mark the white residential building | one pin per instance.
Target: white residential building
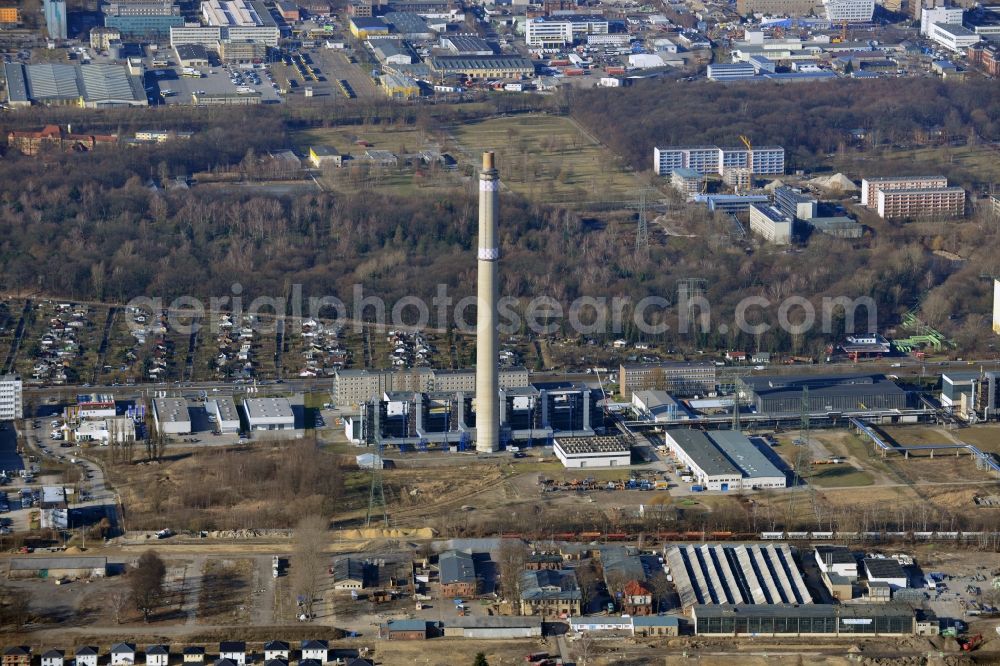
(234, 651)
(955, 38)
(276, 650)
(11, 406)
(763, 160)
(157, 655)
(943, 15)
(86, 656)
(313, 649)
(852, 11)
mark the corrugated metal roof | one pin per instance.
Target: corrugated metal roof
(53, 81)
(456, 567)
(106, 83)
(17, 82)
(744, 454)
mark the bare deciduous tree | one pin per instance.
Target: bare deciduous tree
(308, 559)
(119, 603)
(512, 557)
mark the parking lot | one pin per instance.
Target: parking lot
(335, 66)
(179, 89)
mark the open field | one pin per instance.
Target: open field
(984, 437)
(838, 476)
(548, 159)
(224, 587)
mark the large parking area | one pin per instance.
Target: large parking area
(169, 86)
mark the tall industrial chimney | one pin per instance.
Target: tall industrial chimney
(487, 360)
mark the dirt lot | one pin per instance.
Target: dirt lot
(225, 591)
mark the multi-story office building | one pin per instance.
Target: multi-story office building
(955, 38)
(238, 52)
(241, 21)
(777, 7)
(10, 15)
(985, 22)
(673, 376)
(870, 187)
(10, 398)
(851, 11)
(55, 18)
(943, 15)
(206, 36)
(771, 224)
(794, 204)
(765, 160)
(556, 31)
(928, 202)
(143, 19)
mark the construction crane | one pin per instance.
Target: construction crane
(971, 643)
(746, 142)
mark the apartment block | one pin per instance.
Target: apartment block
(925, 202)
(765, 160)
(10, 397)
(870, 187)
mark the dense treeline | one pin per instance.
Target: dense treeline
(808, 119)
(89, 226)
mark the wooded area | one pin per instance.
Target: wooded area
(88, 226)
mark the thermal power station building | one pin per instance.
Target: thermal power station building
(354, 387)
(823, 394)
(529, 414)
(764, 161)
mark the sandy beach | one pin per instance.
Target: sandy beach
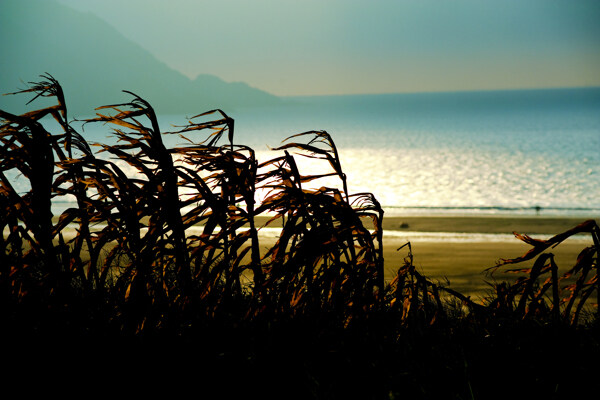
(482, 241)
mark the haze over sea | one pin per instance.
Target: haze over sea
(474, 153)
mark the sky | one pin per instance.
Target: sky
(310, 47)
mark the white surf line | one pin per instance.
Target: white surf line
(448, 237)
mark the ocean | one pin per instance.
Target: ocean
(498, 152)
(522, 152)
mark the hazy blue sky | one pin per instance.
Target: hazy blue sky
(296, 47)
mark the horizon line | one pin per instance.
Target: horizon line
(523, 89)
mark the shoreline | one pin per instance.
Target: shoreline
(531, 225)
(486, 240)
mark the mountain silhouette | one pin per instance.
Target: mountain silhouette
(94, 63)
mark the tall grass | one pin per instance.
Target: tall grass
(134, 267)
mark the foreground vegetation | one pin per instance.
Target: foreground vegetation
(163, 267)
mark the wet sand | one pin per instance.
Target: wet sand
(464, 262)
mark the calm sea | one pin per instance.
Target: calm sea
(496, 152)
(479, 152)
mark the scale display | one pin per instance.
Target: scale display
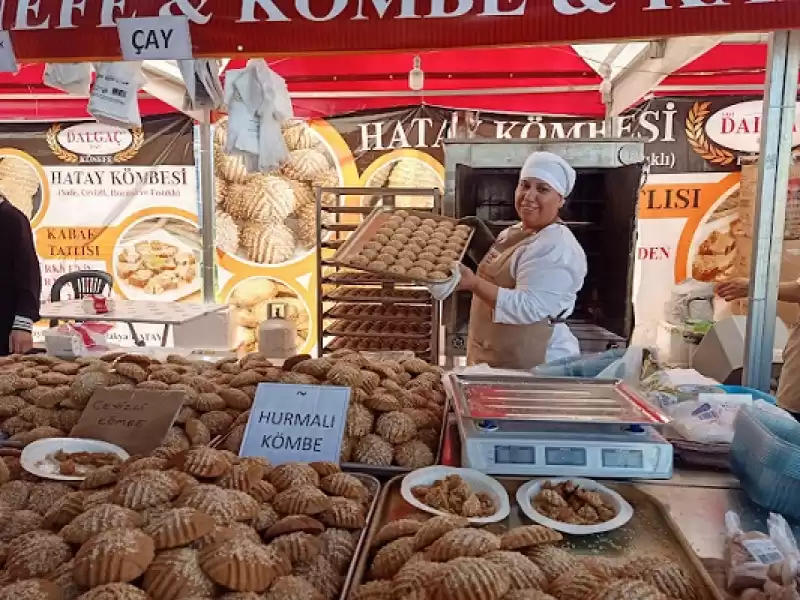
(565, 457)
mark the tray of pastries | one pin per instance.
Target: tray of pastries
(378, 344)
(406, 245)
(379, 329)
(380, 312)
(382, 294)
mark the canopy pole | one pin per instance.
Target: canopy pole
(780, 98)
(207, 198)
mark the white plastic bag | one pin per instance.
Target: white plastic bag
(627, 368)
(115, 95)
(73, 78)
(203, 86)
(258, 102)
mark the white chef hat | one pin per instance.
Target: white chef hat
(550, 168)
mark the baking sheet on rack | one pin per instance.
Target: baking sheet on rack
(651, 531)
(367, 230)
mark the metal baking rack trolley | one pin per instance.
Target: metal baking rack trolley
(364, 311)
(558, 427)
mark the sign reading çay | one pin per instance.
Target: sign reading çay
(155, 38)
(303, 423)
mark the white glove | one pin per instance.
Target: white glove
(444, 290)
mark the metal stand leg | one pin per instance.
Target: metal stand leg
(780, 97)
(136, 339)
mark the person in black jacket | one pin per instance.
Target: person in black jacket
(20, 281)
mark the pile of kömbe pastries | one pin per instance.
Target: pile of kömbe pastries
(395, 415)
(443, 558)
(204, 524)
(413, 246)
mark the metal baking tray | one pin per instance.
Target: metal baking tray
(552, 399)
(335, 328)
(651, 531)
(388, 296)
(338, 312)
(366, 231)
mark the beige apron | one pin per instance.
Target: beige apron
(497, 344)
(789, 384)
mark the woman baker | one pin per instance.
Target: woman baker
(528, 278)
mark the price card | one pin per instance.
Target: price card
(137, 421)
(8, 60)
(155, 38)
(303, 423)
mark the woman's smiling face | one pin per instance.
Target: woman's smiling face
(537, 203)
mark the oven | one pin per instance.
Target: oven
(480, 178)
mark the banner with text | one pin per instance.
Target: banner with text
(116, 200)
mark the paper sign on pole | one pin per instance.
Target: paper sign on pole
(303, 423)
(155, 38)
(8, 60)
(137, 421)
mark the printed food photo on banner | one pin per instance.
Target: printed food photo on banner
(158, 257)
(257, 299)
(270, 218)
(22, 181)
(404, 169)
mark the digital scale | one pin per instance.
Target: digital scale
(536, 426)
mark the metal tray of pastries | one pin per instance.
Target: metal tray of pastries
(381, 312)
(406, 245)
(379, 329)
(385, 294)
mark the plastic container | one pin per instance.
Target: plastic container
(756, 394)
(765, 456)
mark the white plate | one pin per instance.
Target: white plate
(477, 481)
(621, 507)
(34, 456)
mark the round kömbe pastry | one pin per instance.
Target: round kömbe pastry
(359, 260)
(407, 254)
(404, 262)
(369, 254)
(426, 256)
(378, 265)
(445, 260)
(399, 237)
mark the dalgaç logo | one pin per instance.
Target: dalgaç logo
(94, 143)
(718, 136)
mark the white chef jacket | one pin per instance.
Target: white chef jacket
(549, 271)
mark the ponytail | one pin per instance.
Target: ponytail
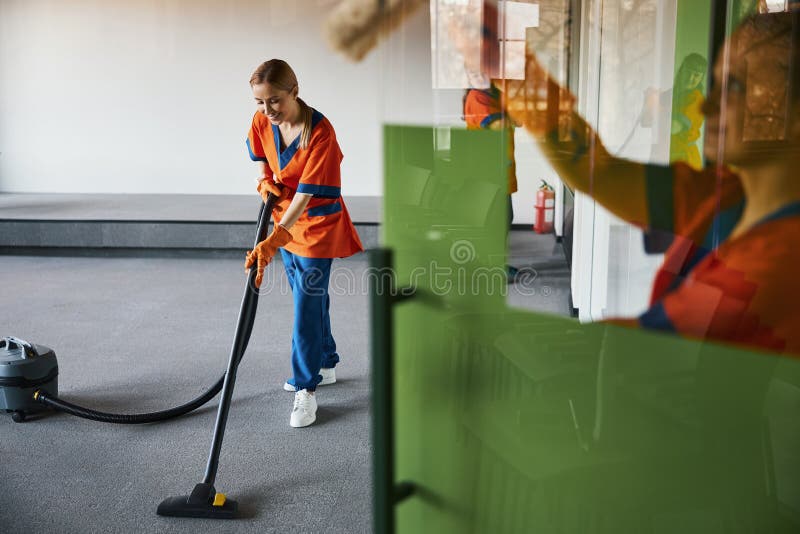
(305, 114)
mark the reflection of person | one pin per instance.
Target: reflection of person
(730, 275)
(482, 109)
(683, 101)
(687, 119)
(298, 156)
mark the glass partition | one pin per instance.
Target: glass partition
(669, 404)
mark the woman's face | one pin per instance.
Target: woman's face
(276, 104)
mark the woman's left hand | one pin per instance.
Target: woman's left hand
(265, 250)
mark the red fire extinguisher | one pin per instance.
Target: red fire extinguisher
(545, 208)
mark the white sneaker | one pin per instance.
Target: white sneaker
(305, 409)
(328, 377)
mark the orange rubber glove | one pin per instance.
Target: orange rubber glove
(265, 250)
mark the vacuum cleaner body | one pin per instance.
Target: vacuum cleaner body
(25, 368)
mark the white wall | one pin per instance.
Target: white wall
(152, 96)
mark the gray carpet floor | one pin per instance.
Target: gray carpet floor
(146, 334)
(143, 334)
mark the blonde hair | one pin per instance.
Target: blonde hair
(278, 73)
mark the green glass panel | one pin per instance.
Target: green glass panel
(512, 421)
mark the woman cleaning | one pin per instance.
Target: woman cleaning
(299, 161)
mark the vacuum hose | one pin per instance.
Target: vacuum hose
(128, 419)
(154, 417)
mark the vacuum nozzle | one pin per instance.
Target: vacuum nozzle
(204, 502)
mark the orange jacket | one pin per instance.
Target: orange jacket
(324, 230)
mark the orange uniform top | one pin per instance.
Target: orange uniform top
(324, 230)
(481, 109)
(741, 289)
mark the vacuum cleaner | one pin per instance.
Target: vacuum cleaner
(29, 384)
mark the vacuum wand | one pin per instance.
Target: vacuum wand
(204, 501)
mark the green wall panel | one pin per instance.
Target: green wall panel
(511, 421)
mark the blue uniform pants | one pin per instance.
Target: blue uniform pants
(313, 346)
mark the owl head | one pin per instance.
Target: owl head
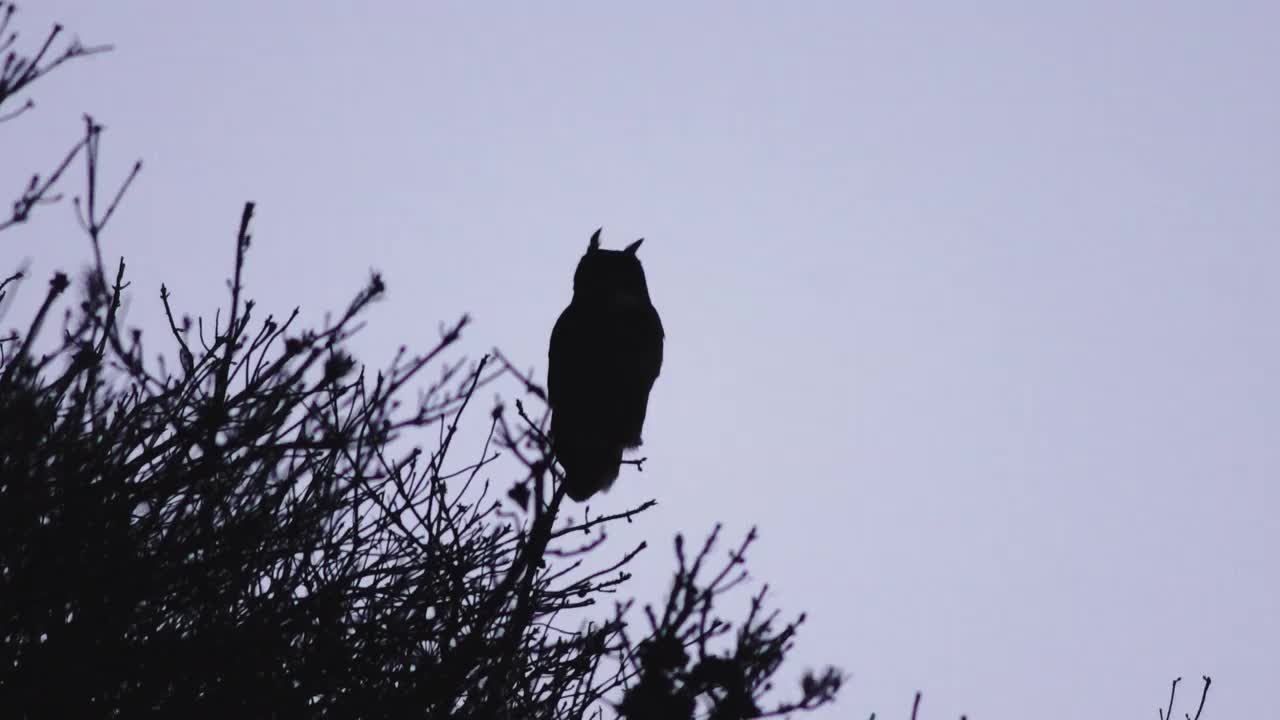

:: Request ::
Please show every line of the records above that contains the word "chimney", treating uppercase and lowercase as different.

:: Output ::
mark the tall industrial chimney | one pin per instance.
Target: tall industrial chimney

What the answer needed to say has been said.